Arrange the records below as a two-column CSV with the header text,answer and one row per record. Put each record's wording and its answer in separate quoted fields, replacing any line breaks with spaces.

**SOURCE MATERIAL**
○ ○ ○ ○ ○ ○ ○

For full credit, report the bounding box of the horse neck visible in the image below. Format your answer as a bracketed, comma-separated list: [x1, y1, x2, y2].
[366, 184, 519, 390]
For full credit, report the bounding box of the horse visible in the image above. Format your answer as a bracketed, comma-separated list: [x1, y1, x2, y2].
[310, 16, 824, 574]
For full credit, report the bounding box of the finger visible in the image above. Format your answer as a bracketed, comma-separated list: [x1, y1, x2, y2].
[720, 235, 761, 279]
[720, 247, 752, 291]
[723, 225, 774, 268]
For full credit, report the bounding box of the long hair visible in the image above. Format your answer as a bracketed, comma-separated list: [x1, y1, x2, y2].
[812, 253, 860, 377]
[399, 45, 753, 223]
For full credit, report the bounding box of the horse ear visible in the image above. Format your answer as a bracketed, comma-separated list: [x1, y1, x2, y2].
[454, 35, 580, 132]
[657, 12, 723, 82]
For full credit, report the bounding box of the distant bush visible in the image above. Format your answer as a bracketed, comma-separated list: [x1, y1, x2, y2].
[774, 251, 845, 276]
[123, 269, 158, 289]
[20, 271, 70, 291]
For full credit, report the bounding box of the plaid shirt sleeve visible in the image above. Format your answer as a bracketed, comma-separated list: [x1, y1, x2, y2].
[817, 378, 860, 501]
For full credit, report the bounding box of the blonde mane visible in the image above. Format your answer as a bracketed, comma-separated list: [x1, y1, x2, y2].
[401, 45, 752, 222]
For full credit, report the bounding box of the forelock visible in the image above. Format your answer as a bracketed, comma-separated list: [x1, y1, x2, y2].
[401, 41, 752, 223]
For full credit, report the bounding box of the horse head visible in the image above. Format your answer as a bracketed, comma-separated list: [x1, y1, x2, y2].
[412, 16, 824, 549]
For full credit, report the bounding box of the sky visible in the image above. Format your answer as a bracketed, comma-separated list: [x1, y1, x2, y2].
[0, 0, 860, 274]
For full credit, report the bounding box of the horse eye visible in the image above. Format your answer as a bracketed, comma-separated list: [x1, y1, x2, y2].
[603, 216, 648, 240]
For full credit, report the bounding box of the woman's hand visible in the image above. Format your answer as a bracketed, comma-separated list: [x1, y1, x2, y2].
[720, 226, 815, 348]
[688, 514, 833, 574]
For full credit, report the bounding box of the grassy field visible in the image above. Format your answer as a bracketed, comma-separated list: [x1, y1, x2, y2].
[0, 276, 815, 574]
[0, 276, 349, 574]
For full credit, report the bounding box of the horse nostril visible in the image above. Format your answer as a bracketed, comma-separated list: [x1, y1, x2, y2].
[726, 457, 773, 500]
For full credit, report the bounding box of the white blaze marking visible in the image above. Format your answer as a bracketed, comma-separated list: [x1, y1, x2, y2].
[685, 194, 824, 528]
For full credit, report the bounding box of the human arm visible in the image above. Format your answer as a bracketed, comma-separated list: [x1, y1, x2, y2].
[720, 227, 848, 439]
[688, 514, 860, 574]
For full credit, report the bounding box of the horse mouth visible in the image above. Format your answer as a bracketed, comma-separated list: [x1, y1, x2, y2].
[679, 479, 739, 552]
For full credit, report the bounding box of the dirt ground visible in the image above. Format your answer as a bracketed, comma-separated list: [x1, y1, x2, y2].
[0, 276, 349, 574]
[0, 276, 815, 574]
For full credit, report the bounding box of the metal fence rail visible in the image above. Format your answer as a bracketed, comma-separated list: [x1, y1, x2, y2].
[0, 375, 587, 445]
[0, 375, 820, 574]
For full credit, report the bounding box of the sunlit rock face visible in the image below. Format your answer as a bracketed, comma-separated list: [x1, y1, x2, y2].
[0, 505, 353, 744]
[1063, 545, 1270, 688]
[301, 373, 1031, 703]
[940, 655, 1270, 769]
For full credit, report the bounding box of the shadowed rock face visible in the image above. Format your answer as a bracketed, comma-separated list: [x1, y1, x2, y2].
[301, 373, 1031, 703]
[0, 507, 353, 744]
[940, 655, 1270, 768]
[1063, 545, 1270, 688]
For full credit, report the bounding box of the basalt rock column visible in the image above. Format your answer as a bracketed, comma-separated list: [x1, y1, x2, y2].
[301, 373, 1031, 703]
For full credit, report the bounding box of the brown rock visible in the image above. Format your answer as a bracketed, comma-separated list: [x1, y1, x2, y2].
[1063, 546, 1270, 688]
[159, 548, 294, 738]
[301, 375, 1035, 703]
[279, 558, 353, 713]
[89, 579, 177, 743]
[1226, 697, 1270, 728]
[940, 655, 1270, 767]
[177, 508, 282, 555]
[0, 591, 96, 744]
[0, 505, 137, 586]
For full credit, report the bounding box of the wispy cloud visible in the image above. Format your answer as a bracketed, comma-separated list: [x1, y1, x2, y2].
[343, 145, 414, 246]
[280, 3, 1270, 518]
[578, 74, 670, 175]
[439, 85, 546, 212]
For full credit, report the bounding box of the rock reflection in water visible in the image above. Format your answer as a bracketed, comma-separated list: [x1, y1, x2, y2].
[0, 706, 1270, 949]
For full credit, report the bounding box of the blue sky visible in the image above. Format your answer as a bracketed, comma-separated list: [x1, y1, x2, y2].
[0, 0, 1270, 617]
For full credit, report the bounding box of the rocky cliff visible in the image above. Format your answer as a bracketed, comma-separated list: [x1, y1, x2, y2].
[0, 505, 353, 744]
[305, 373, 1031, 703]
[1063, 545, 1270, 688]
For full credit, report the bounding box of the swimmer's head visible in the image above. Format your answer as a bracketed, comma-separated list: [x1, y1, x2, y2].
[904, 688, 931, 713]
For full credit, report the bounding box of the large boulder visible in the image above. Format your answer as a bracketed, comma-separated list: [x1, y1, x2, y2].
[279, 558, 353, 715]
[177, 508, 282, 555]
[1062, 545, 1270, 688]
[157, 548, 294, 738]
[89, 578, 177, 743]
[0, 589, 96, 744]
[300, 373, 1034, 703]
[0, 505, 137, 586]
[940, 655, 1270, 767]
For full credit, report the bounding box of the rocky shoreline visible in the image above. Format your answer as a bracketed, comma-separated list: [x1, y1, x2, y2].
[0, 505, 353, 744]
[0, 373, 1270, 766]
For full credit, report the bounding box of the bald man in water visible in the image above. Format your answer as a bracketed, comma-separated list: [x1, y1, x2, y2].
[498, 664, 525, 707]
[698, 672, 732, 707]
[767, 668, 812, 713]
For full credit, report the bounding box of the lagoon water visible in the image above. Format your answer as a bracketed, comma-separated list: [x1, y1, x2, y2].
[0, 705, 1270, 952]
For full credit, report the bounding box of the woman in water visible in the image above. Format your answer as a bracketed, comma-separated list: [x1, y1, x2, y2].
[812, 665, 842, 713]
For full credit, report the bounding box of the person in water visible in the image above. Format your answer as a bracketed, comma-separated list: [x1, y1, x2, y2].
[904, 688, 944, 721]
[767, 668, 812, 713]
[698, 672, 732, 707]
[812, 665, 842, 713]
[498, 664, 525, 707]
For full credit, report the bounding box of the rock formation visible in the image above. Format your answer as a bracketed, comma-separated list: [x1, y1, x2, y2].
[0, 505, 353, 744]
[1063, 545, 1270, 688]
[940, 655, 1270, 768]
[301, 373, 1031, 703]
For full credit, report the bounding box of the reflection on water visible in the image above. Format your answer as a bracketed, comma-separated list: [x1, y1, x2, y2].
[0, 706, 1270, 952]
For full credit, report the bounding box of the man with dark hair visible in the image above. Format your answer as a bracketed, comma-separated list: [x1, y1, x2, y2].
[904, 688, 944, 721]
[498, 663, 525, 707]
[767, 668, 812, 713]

○ ○ ○ ○ ○ ○ ○

**OUTPUT**
text,answer
"For full credit, report the bounding box of the horse neck visible in the image below. Format your answer as a bracketed, comma-separated list: [x1, y1, x2, y2].","[366, 184, 519, 390]"
"For full credit, report the bounding box of the horse visible in the image above. Format your answer as a bracketed, comma-separated list: [x1, y1, x2, y2].","[310, 16, 824, 574]"
"For full credit, report the bounding box of the finger visible in the image above. Format your answer as a bracketed, comma-separated list: [x1, y1, x2, y2].","[720, 235, 761, 279] [720, 247, 752, 291] [723, 225, 774, 268]"
"For full credit, report the bounding box of the long hair visible in the image above. Format your answer as a bracketed, comma-separated list: [x1, y1, x2, y2].","[812, 253, 860, 377] [399, 45, 753, 223]"
"For full credit, report the bounding box of the horse ear visible in the image above. Format your answer as a bracketed, comma-separated list: [x1, y1, x2, y2].","[454, 35, 580, 132] [657, 12, 723, 82]"
"For full credit, report the bounding box of the distant bush visible in the image above. Format your answer as a bracketed, comma-separated list: [x1, y1, x2, y2].","[774, 251, 845, 276] [123, 269, 158, 289] [20, 271, 70, 291]"
"For full credit, report the bounding box of the plaid shirt sleeve visible in the image above. Format your answer as a bracketed, comma-separated list: [x1, y1, x2, y2].","[817, 378, 860, 501]"
"For full credit, report the bounding box of the blonde mane visible in the image above. Format your answer as a bracketed, comma-separated list: [x1, y1, x2, y2].","[401, 45, 752, 222]"
"For full credit, report the bounding box of the forelock visible in the image above. Format your answer as a bracketed, comma-separated list: [x1, y1, x2, y2].","[401, 41, 752, 223]"
"For full credit, report the bounding box of the horse head visible in the image above. Format your answer as a bracketed, comma-separated list: [x1, y1, x2, y2].","[412, 16, 824, 549]"
"For full credit, report the bounding box of the sky visible in the image above. Format your answer as a bracketed, comma-separated list: [x1, y1, x2, y2].","[0, 0, 860, 274]"
"For full credit, report the bounding box of the horse eye visible in the image above. Format your answer as a bracketed, comma-separated list: [x1, y1, x2, y2].","[603, 216, 648, 240]"
"For full credit, report the bounding box of the woman's hand visible in the image above. Format your answer as a bracketed, comma-separated list: [x1, y1, x2, y2].","[720, 226, 815, 348] [688, 514, 833, 574]"
"For full credit, report the bounding box of the grassy field visible in the image above. Format your answer as a bracketed, comma-separated list: [x1, y1, x2, y2].","[0, 276, 815, 574] [0, 276, 349, 574]"
"For full credit, report the bounding box of the horse nostril visible in the image above. Format your answer as a bracketed, comma-separated list: [x1, y1, x2, y2].","[726, 457, 773, 500]"
"For full credit, report the bounding box of the white blaze marking visible in the image above. Format your answer as a bracketed, comma-separated list: [x1, y1, x2, y2].","[685, 194, 824, 528]"
"For full credit, report the bounding box of the human arm visible in the image above. Format your answer as a bracketed, comma-separated list: [x1, y1, x2, y2].","[720, 227, 848, 439] [688, 514, 860, 574]"
"For full credit, report the bounding box of the horse mouth visible in the image above. Format your answer as a bracketed, comma-separated list: [x1, y1, x2, y2].","[679, 479, 739, 552]"
"For full credit, report the bounding box of the dirt ground visible in the image above. Format your answer as a bracketed, comma-separated list: [x1, y1, x2, y2].","[0, 276, 349, 574] [0, 276, 815, 574]"
"For full credit, report the bounding box of the metal fence rail visible in the image above. Format your answer as a bracketed, comma-separated list: [x1, y1, x2, y2].","[0, 375, 587, 445] [0, 375, 820, 574]"
"For full credit, report the bounding box of the sunlit rock face visible in the image below. Format your answer as a bracketed, comma-separated list: [x1, y1, x2, y2].","[0, 505, 353, 744] [1063, 545, 1270, 688] [301, 373, 1031, 703] [940, 655, 1270, 769]"
"For full credit, report the bounding box of the shadowed rock face visible in the image above. Format your answer as a bracketed, comma-separated list: [x1, y1, x2, y2].","[301, 373, 1031, 703] [0, 507, 353, 744] [940, 655, 1270, 768] [1063, 545, 1270, 688]"
"For full credit, report the bounding box of the basalt rock column visible in the image above. Format your answer as a bracketed, comma-separated list: [x1, y1, x2, y2].","[301, 373, 1031, 703]"
"For full credit, report the bounding box of the brown rock visible in the image above. Format your answer as a bracketed, comma-separated list: [x1, y1, x2, y2].","[1063, 546, 1270, 688] [159, 548, 294, 738] [301, 375, 1035, 703] [279, 558, 353, 713] [89, 579, 177, 743] [1226, 697, 1270, 728] [940, 655, 1270, 767] [177, 508, 282, 555] [0, 591, 96, 744] [0, 505, 137, 586]"
"For full credit, report the bounding box of the wispy cloud visible in the image above. Format your answer as a bracketed, comma-separated list: [x1, y1, x2, y2].","[343, 145, 414, 246] [280, 3, 1270, 518] [578, 74, 670, 175] [439, 85, 546, 212]"
"For full credit, report the bounding box of the rock reflection in water visible in the image above. Format your answer as a bracketed, comma-separated list: [x1, y1, x2, y2].","[0, 706, 1270, 949]"
"For full credit, report the bounding box of the blue sky visible in the image above. Format your answer as a bracketed, comma-separated list: [x1, y1, x2, y2].","[0, 0, 1270, 617]"
"For full credit, report the bounding box of the rocky cliff visible in the image above. Format your answer as a bracketed, comma-separated list: [x1, y1, x2, y2].","[0, 505, 353, 744] [305, 373, 1031, 703] [1063, 545, 1270, 688]"
"For full credit, report the bounding box of the swimmer's head visible in the image above. Format your answer as a bracketed, comma-separated list: [x1, y1, x2, y2].","[904, 688, 931, 713]"
"For full credit, report the bounding box of the large boulder visible in the image above. Format your answer as a bracketed, comma-separated list: [x1, y1, x2, y2].","[279, 558, 353, 715] [177, 508, 282, 555] [1062, 545, 1270, 688] [157, 548, 294, 738] [89, 578, 177, 743] [0, 589, 96, 744] [300, 373, 1034, 703] [0, 505, 137, 586] [940, 655, 1270, 767]"
"For full credit, report the bounding box of the rocky shoreline visible in the image above. Format your answer as a bracketed, comma-separated list: [x1, y1, x2, y2].","[0, 505, 353, 744] [0, 373, 1270, 766]"
"For full credit, report the bounding box of the bald man in water visible in the image above. Format your answer as a bracketed, comma-separated list: [x1, y1, x2, y2].","[498, 664, 525, 707] [698, 672, 732, 707] [767, 668, 812, 713]"
"For full credit, report the bounding box of the lagoon water visible in the image above. Format your answer as a bracketed, comma-separated list: [x1, y1, x2, y2].","[0, 705, 1270, 952]"
"For full credit, report the bounding box of the woman in water visible in the image above. Format your answer as a bracketed, comma-separated list: [x1, y1, x2, y2].","[812, 665, 842, 713]"
"For full credit, report the bounding box of the person in water visible in the image above. Format your answer as a bracketed, comma-separated list: [x1, y1, x2, y2].","[904, 688, 944, 721] [767, 668, 812, 713] [698, 672, 732, 707] [812, 665, 842, 713] [498, 664, 525, 707]"
"For full credit, report the bounding box of the rock formation visible in the image above. Format your answer as a bracketed, comma-separated list: [x1, y1, x2, y2].","[0, 505, 353, 744] [1063, 545, 1270, 688] [940, 655, 1270, 768] [301, 373, 1031, 703]"
"For full credit, report the bounding box of the reflection on water visible in the image above. Format your answer as a bracketed, comma-separated list: [x1, y1, x2, y2].","[0, 706, 1270, 952]"
"For full credit, report the bounding box of the man with dark hair visible in the image above. Format your answer as a bracketed, comma-separated list: [x1, y1, x2, y2].","[904, 688, 944, 721] [498, 663, 525, 707] [767, 668, 812, 713]"